Text section.
++++
It's smarter than most adults but captivates kids. It is a decade of work that deserves all the awards that could possibly be given.

By @fermigier - 10 months
https://www.newyorker.com/magazine/2023/10/30/the-mysteries-...

I've read, many times (it's a very short read), M. Watterson's (and his friend's John Kascht) latest work, "The Mysteries", and I very much like it. It's a multifaceted fable that explores, among other things, the tension between curiosity and control, and the allure and danger of technological progress. "The Mysteries" takes a more somber and philosophical approach, and its graphical style is radically different from C&H's, but I think it still shares with C&H a deep appreciation for the mysteries of life and the power of imagination to enrich our understanding of the world.

By @tomrod - 10 months
Calvin and Hobbes was a source of happiness during a mostly miserable adolescence. My world is better for Bill Watterson having been in it, even if he'll never know that himself.
By @munchler - 10 months
Fishing the comics section out of the Sunday paper to read a big Calvin and Hobbes strip was a joy. At the peak of the era, our paper (The Washington Post) actually had two separate comics sections, one with C&H on the front and the other with Peanuts. There was also Doonesbury and Bloom County, many other lesser strips, and even magazines like Parade and Potomac, all of which together provided a full morning’s entertainment.
++++
Dataset rows.
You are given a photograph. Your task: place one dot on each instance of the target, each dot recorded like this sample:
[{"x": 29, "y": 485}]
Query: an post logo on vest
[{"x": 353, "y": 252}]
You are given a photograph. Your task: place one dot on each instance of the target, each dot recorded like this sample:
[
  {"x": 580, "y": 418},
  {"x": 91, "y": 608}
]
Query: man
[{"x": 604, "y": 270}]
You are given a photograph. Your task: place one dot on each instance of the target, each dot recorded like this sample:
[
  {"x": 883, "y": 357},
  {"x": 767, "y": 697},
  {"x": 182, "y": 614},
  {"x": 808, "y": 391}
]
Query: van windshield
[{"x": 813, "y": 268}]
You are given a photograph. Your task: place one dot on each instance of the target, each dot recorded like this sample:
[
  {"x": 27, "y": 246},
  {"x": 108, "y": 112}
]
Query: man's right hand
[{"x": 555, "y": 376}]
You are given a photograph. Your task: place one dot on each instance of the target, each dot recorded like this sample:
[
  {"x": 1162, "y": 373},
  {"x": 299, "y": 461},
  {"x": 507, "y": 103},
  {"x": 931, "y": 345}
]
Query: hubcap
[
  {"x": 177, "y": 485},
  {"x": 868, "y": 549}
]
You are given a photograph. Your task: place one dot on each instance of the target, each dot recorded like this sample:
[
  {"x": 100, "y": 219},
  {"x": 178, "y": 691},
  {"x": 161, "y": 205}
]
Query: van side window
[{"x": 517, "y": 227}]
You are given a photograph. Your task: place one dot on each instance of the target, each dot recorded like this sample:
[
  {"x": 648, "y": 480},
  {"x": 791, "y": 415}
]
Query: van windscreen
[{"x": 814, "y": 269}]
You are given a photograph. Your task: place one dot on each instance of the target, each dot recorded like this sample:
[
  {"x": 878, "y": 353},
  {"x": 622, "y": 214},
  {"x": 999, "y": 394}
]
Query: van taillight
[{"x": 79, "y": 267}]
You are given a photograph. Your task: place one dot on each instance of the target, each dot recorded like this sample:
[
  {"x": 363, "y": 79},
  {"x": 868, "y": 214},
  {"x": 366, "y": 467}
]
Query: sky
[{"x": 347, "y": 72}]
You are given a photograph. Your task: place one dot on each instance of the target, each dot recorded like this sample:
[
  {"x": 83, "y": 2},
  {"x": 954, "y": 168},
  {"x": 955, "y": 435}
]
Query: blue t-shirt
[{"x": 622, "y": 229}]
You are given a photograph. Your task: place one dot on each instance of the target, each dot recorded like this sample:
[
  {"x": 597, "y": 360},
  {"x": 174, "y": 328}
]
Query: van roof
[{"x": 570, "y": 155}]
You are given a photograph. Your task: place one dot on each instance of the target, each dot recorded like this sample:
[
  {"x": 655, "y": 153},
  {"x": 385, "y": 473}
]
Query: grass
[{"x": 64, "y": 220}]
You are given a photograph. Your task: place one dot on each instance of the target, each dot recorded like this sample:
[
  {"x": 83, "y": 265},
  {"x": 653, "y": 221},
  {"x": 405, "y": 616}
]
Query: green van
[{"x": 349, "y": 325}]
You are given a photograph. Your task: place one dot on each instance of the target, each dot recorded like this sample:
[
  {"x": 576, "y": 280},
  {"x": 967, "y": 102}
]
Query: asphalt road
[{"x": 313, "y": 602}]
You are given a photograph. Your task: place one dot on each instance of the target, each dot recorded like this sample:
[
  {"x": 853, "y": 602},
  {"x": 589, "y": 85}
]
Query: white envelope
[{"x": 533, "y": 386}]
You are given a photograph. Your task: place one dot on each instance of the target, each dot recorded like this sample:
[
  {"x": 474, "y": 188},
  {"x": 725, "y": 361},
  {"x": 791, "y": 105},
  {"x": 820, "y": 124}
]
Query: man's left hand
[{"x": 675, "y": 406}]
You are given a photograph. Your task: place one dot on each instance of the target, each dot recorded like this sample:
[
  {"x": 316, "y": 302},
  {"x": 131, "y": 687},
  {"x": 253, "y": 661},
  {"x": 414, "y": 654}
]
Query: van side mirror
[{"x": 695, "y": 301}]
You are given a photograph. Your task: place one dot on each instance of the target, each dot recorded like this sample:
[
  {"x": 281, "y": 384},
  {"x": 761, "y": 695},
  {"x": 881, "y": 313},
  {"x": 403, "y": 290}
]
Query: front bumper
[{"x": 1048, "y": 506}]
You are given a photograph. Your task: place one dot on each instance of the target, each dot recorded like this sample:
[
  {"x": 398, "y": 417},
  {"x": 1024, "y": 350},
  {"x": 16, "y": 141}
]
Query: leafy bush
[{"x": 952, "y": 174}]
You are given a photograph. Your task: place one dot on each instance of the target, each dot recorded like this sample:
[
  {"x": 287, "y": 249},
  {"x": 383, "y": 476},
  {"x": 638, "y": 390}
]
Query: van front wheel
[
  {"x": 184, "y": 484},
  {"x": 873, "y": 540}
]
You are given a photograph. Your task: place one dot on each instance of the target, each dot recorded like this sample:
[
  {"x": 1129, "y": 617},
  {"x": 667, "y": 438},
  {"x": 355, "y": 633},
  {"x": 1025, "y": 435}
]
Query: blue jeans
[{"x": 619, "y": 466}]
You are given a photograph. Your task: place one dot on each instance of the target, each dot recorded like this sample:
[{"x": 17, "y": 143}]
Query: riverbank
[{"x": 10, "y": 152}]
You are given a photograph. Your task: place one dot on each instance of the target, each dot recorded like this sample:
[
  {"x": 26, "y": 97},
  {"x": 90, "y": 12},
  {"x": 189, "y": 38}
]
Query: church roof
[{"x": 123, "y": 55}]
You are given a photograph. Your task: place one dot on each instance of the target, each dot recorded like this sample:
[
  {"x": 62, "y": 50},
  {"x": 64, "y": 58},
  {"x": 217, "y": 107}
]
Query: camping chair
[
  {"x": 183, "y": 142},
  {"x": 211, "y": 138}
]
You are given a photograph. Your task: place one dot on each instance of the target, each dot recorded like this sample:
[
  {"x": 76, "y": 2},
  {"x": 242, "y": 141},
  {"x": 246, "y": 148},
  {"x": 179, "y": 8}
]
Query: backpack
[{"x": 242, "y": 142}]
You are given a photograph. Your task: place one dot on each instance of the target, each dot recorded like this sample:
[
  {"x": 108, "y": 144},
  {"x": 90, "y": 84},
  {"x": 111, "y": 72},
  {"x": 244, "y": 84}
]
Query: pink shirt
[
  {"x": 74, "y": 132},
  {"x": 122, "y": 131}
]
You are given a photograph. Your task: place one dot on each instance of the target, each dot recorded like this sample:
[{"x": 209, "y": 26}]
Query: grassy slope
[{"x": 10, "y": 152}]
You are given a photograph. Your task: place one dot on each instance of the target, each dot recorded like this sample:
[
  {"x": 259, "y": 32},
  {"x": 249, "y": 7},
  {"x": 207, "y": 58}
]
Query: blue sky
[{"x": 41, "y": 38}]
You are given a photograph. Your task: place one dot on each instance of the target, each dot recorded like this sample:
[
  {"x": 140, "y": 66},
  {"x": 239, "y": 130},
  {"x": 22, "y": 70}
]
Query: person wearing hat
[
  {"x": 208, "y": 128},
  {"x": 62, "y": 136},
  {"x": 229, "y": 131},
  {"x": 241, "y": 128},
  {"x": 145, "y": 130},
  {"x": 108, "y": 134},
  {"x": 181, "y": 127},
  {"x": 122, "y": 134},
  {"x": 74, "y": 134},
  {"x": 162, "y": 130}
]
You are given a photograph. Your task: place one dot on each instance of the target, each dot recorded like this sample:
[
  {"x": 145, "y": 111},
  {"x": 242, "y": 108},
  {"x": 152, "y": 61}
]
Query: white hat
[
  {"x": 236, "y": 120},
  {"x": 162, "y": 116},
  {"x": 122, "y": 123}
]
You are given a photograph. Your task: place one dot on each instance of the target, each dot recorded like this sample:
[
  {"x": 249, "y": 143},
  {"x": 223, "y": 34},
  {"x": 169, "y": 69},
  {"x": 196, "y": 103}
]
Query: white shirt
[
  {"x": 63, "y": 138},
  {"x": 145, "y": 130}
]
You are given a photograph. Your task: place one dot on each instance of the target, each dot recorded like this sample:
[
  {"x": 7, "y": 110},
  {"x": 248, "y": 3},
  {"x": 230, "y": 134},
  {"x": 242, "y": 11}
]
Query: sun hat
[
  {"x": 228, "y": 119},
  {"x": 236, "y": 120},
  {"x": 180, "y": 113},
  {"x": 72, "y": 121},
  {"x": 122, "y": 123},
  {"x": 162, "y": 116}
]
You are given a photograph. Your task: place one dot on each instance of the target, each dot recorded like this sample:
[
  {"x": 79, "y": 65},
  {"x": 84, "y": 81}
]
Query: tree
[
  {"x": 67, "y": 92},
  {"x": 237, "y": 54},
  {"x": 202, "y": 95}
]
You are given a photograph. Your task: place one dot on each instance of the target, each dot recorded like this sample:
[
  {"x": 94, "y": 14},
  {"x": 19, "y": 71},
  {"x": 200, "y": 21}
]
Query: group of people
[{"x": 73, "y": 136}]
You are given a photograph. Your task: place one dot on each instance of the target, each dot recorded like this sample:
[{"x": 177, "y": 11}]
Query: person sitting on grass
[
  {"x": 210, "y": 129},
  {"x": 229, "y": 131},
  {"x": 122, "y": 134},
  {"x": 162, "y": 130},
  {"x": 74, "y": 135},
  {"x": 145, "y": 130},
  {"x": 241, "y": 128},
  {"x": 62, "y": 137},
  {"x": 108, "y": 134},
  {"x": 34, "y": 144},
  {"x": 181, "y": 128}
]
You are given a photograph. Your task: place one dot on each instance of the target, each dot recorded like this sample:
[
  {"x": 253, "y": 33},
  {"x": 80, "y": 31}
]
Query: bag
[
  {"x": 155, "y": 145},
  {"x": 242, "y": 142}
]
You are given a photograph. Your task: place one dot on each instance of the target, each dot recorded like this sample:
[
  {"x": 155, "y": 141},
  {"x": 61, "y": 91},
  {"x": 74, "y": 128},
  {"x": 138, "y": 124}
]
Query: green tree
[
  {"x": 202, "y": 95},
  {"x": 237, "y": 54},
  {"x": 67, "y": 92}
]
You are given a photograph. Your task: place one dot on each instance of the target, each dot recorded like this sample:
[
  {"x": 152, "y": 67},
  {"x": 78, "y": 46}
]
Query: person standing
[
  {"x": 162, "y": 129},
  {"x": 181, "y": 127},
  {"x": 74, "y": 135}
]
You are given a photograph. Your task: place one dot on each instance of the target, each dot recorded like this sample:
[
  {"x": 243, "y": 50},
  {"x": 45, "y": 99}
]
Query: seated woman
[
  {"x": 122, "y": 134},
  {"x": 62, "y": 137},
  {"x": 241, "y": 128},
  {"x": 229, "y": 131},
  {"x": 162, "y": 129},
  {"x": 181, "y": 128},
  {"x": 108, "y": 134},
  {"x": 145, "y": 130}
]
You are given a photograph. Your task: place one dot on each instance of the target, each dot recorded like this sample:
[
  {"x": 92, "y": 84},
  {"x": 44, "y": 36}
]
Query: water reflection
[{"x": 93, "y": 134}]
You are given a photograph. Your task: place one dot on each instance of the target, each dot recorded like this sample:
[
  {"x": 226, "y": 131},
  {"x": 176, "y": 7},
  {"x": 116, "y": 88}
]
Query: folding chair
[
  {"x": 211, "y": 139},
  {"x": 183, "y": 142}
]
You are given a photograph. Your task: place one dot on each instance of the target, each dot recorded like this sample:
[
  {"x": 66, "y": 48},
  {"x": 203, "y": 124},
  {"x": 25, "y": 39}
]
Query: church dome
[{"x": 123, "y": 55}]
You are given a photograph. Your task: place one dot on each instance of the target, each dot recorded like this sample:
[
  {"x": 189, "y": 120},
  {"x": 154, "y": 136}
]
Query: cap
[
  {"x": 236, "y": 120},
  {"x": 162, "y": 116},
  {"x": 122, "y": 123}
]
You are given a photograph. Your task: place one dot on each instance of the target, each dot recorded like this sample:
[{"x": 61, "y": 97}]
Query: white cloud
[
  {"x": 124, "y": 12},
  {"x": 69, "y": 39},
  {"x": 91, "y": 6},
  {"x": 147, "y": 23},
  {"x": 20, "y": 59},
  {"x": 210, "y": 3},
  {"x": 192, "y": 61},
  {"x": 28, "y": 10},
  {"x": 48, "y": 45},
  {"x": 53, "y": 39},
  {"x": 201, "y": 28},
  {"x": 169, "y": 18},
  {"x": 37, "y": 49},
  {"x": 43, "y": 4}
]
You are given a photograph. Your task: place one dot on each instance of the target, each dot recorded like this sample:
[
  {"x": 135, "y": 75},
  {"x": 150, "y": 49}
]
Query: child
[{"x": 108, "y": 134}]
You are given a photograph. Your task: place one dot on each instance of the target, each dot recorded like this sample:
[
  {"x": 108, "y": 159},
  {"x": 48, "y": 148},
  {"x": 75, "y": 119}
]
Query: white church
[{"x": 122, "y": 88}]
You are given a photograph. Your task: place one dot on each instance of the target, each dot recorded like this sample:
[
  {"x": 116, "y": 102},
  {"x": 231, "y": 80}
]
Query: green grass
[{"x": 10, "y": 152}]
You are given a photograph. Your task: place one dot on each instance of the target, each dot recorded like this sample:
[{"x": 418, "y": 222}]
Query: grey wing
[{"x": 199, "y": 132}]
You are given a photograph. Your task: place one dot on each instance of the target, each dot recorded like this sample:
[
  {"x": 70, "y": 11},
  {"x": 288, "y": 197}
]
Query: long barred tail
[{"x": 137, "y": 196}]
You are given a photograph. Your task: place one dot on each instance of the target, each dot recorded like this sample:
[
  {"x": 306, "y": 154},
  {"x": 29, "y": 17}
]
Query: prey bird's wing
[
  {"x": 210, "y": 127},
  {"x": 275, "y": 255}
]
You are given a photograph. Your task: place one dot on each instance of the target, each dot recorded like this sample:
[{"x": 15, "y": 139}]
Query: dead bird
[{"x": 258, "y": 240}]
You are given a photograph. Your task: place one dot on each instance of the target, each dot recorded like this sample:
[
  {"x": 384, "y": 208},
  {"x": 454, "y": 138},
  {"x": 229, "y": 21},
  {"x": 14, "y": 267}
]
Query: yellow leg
++++
To do.
1 - In the comments, which comic strip was on the front of the Washington Post's second Sunday comics section?
2 - Please copy the comments word for word, between "By @munchler - 10" and "full morning’s entertainment.", inclusive.
The items stand apart from the comments and serve as separate material.

Responses in order.
1 - Peanuts

2 -
By @munchler - 10 months
Fishing the comics section out of the Sunday paper to read a big Calvin and Hobbes strip was a joy. At the peak of the era, our paper (The Washington Post) actually had two separate comics sections, one with C&H on the front and the other with Peanuts. There was also Doonesbury and Bloom County, many other lesser strips, and even magazines like Parade and Potomac, all of which together provided a full morning’s entertainment.